◆ **Task set**
1. Check each statement against the picket-line report and answer yes or no, quoting the deciding words: (a) The 7 Up strike lasted 22 days. (b) The Teamsters won Martin Luther King Jr. Day as a contractual company holiday. (c) The Steelworkers struck at nine ATI facilities.
2. Carry the picket-line report further, picking up after its last sentence.

◆ **Extract to read**
============

On the Picket Line

7 Up Strike Settlement

The 90 workers at the 7 Up distribution center in the Detroit suburb of Redford ended their 22-day strike, with 66% of strikers voting to accept the negotiated contract. The strike had widespread community support in this union town, with many union members attending rallies and picket lines.

The workers at 7 Up are represented by Teamsters Local 337. Their demands included Martin Luther King Jr. Day as a paid holiday and an end to the two-tier wage structure established in 2005. Workers hired after 2005 earn approximately $4.00 less per hour. About 80% of workers hired after 2005 are Black, while 80% of workers hired before 2005 are white.

Union negotiators agreed to address the two-tier wage structure through attrition. This means lower seniority workers can only upgrade to the higher pay scale to replace someone who quits, retires or dies. Teamsters bargainers failed to win the MLK holiday demand, agreeing that workers could take the federal holiday off as a paid personal day, instead of it becoming a contractual company holiday. The Teamsters negotiations with 7 Up is an example of the weakened position of labor in this country. It’s time for workers to demand their union leadership get tough and start fighting harder against capitalist corporations and their greed. (tinyurl.com/yh3lumb4)

Steelworkers strike ATI

The 1,300 workers at Allegheny Technologies (ATI) haven’t had a raise in over six years. Represented by the United Steelworkers (USW), they went on strike at nine ATI facilities March 30. The union negotiators cite unfair labor practices along with the company’s abysmal compensation record.

One worker who has been employed at ATI for 14 years describes working seven days a week for 18 months in order to keep the company afloat during the pandemic. The company has chipped away at health care benefits and wants the ability to change health care plans in the future without union input. The USW charges that ATI is holding pension benefits hostage, withholding them from workers impacted by plant shutdowns in Louisville, Ky., and Waterbury, Conn., until a contract settlement is reached.

ATI President and  CEO Robert Wetherbee’s message to shareholders boasts that ATI generated $490 million in profit in 2019, and “revenues under the GE contracts alone are expected to exceed 2.5 billion over the life of the agreements.” The USW message is: “Our picket lines are strong and well supported; our resolve for a fair and equitable contract continues and grows stronger every day.” Solidarity! (www.usw.org)

============

◆ **Excerpted data**
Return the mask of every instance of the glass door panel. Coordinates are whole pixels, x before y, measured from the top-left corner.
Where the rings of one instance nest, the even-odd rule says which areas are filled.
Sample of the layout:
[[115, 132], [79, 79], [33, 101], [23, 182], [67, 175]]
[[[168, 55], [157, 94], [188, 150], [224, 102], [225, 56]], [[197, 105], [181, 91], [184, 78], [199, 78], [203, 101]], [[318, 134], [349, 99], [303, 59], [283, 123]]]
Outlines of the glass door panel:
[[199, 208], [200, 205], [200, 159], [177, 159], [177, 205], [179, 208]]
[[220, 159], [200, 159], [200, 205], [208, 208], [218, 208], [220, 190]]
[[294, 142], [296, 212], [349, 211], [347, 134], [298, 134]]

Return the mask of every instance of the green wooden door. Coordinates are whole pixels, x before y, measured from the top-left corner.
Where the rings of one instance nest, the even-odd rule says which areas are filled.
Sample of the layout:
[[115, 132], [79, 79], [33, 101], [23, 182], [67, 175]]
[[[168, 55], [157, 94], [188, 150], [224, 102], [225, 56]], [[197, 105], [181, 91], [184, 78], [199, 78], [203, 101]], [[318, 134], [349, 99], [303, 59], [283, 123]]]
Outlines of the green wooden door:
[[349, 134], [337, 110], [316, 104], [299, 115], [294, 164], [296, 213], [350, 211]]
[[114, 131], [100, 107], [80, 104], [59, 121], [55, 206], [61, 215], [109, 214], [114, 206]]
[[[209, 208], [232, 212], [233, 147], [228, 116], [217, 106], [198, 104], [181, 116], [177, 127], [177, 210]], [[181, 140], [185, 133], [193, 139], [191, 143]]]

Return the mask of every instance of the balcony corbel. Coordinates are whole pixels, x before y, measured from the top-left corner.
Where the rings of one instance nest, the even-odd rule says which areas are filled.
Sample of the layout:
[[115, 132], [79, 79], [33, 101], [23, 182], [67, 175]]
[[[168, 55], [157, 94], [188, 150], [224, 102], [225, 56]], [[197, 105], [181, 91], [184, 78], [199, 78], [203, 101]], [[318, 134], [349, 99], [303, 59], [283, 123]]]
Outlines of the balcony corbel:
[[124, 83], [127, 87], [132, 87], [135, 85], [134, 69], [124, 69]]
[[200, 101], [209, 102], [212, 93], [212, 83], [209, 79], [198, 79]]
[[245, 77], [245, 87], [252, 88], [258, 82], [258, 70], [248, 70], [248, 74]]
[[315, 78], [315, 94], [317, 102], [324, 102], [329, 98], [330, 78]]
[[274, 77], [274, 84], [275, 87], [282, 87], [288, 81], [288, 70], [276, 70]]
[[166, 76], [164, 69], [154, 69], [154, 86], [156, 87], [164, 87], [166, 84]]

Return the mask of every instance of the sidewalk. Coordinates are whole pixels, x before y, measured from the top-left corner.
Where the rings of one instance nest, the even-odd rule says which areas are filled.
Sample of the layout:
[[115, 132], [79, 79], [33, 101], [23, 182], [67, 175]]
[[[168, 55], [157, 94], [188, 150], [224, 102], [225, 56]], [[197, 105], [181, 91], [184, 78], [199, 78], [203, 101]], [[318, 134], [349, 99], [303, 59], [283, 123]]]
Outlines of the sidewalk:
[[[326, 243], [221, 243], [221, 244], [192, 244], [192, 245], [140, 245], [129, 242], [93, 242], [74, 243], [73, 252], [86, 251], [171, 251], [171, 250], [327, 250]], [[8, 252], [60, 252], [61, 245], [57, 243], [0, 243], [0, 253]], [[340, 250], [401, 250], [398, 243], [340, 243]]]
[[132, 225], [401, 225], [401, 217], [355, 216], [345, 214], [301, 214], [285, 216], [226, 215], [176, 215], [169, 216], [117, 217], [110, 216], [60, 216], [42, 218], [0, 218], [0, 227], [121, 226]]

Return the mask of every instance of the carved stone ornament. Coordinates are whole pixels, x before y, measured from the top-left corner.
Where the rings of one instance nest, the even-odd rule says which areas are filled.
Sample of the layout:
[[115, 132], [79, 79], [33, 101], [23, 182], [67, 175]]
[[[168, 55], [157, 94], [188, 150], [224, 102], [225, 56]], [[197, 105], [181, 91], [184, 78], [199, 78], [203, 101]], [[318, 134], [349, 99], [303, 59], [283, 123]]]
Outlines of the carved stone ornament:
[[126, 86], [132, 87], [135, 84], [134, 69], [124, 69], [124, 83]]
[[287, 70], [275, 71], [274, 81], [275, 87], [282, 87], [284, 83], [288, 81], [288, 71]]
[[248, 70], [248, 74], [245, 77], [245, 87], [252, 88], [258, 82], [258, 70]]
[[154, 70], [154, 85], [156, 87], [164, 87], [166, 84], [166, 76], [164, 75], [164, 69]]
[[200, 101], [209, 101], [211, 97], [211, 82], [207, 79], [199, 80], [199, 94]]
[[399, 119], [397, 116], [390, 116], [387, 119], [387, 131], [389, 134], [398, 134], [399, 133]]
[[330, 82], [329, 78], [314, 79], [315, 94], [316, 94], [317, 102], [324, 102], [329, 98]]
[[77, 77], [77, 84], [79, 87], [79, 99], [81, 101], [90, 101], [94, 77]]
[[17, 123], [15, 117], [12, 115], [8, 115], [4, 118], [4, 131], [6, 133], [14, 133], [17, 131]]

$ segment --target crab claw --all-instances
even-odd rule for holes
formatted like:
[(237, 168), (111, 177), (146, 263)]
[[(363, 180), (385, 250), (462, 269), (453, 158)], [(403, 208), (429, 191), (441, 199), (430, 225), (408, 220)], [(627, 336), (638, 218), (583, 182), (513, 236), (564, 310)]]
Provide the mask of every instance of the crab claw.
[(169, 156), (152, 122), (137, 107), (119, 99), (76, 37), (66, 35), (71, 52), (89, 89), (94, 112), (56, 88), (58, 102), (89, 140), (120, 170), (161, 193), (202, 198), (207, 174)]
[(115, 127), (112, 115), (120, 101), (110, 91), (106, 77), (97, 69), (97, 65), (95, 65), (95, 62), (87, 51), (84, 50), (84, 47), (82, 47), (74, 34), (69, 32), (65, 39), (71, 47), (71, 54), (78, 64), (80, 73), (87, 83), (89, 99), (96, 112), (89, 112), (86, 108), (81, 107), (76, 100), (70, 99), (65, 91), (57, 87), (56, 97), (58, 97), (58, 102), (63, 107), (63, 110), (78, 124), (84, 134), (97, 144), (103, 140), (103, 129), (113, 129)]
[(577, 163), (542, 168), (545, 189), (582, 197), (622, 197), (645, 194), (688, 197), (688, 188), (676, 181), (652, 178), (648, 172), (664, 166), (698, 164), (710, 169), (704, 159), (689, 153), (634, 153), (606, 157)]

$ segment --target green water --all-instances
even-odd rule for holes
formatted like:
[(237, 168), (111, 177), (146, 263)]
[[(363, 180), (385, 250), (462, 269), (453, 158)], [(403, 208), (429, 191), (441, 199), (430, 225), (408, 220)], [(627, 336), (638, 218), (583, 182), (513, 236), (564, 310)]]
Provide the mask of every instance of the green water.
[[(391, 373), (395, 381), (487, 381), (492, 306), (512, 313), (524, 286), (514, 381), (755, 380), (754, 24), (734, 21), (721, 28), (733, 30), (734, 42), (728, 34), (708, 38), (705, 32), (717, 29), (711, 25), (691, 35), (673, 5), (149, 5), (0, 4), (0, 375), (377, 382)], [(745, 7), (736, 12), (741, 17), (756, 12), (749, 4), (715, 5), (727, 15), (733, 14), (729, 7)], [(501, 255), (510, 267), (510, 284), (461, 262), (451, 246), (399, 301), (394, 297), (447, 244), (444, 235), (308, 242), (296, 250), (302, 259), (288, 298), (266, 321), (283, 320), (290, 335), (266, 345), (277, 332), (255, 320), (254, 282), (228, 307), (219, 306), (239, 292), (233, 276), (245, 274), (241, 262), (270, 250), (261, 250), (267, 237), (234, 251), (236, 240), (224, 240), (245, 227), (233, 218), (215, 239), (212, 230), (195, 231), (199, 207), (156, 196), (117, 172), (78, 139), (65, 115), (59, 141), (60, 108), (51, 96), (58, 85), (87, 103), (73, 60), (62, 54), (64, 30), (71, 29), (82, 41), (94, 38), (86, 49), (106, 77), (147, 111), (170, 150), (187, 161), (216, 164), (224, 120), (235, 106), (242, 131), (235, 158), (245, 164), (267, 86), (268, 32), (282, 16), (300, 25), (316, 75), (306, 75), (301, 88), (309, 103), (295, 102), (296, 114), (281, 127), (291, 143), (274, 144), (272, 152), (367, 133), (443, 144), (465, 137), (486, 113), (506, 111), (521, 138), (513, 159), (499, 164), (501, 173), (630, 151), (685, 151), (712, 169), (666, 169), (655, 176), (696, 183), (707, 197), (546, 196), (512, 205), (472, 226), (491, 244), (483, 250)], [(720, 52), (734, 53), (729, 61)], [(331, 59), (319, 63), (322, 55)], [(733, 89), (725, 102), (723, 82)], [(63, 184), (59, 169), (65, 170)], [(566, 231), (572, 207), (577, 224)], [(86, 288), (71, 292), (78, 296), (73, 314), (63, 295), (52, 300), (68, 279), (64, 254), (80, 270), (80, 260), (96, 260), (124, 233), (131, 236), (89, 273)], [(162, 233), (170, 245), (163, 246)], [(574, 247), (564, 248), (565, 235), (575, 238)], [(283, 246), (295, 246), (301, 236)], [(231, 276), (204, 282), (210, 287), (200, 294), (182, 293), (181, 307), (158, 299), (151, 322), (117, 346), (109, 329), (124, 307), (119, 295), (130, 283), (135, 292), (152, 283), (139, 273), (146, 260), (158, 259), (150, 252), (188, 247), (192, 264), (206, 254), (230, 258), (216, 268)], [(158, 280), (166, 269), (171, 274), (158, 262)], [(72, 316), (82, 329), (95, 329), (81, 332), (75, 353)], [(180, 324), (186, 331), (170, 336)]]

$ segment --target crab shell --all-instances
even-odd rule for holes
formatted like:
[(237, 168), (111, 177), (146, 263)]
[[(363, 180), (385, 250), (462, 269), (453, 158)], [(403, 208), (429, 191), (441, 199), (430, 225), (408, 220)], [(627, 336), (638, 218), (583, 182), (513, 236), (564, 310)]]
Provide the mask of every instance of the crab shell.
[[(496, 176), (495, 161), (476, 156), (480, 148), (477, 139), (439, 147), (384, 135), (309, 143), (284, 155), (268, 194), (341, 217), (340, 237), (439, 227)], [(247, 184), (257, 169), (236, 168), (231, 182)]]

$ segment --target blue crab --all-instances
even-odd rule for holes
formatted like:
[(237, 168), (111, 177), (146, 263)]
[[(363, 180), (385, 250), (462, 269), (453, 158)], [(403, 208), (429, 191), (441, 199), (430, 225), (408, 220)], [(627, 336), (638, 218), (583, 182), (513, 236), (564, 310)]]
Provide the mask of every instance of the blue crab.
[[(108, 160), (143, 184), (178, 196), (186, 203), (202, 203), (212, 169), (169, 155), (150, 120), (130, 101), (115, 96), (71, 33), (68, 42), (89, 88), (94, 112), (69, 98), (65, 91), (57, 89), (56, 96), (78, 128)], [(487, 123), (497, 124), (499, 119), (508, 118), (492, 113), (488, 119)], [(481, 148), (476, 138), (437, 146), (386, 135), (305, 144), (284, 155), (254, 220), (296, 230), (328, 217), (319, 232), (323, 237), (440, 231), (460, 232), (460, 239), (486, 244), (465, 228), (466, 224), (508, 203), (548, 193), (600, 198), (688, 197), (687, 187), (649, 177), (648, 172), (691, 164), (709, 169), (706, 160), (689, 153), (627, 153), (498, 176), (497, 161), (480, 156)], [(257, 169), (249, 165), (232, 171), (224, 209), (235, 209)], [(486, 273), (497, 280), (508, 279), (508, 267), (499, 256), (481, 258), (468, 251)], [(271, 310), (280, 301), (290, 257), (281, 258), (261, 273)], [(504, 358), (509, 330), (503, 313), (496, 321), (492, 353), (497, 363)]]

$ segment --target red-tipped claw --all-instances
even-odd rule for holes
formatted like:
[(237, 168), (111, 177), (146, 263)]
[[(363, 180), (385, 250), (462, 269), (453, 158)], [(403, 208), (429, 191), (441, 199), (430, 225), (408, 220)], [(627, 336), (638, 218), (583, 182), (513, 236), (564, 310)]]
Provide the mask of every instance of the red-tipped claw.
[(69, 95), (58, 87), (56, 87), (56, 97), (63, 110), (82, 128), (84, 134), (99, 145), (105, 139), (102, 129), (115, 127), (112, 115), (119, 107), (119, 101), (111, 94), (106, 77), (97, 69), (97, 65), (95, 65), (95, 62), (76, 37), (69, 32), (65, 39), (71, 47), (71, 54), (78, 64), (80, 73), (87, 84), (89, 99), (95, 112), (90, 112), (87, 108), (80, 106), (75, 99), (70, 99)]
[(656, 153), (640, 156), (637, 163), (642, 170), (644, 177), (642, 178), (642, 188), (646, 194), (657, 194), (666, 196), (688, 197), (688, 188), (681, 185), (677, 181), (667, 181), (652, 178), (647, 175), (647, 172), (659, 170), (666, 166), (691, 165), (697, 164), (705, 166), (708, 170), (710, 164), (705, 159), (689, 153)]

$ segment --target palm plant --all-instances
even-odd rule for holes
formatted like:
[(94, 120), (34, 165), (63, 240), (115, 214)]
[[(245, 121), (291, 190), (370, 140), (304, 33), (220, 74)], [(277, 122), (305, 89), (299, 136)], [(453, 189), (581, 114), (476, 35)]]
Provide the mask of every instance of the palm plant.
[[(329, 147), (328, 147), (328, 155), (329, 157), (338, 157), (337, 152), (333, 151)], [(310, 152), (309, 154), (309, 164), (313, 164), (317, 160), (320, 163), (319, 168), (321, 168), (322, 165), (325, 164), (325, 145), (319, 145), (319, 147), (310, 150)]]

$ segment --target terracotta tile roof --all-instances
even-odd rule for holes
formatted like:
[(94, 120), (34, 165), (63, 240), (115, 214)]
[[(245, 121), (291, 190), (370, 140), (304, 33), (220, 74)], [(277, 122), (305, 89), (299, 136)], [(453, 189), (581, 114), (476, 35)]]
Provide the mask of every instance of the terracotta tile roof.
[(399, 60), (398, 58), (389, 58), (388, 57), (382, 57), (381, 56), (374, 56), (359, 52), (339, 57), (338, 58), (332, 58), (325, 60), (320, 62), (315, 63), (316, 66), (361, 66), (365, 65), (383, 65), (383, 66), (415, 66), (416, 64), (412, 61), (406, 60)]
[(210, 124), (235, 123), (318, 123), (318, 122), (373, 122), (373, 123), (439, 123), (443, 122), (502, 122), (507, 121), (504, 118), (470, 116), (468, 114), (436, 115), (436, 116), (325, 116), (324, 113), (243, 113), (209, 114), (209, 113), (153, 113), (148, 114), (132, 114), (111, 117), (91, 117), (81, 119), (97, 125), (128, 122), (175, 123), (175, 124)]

============

◆ **Set of answers**
1.
(a) Yes: "ended their 22-day strike"
(b) No: "Teamsters bargainers failed to win the MLK holiday demand"
(c) Yes: "they went on strike at nine ATI facilities March 30"

2.
Solidarity with a union brother: Labor supports Mumia’s release

For decades global and national unions have aligned with the movement to free the wrongfully convicted political prisoner, Mumia Abu-Jamal.

In 1995, Bay Area Typographical Union Local 21 (CWA) wrote to then-Governor of Pennsylvania, Tom Ridge, that Mumia’s case was “a political frame-up.” That year, while Mumia was still on death row, he refused to schedule a 20/20 interview until the NABET-CWA broadcast engineers’ strike at ABC was settled. Now, Mumia, in poor health, is facing death by incarceration, and nothing but releasing him from prison is just and decent.

Larry Goldbetter, president of the National Writers Union calls on members to support the campaign to free Mumia now. Members of the International Longshore and Warehouse Union (ILWU), who shut down 30 ports in 1999 to show solidarity with Mumia, continue to work in the Labor Action Committee to Free Mumia Abu-Jamal.

Most recently, the International Dockworkers Council, with 140,000 members, called on Pennsylvania Gov. Tom Wolf to release Mumia for humanitarian reasons, but also reiterating their belief in his innocence. Finally, the National Union of Metalworkers of South Africa (NUMSA), in a letter to Wolf, demanded Mumia be released, stating: “His only crime is exposing the racist, capitalist justice system in the U.S., which for decades defended and supported the Apartheid government . . .” (tinyurl.com/yve983r4)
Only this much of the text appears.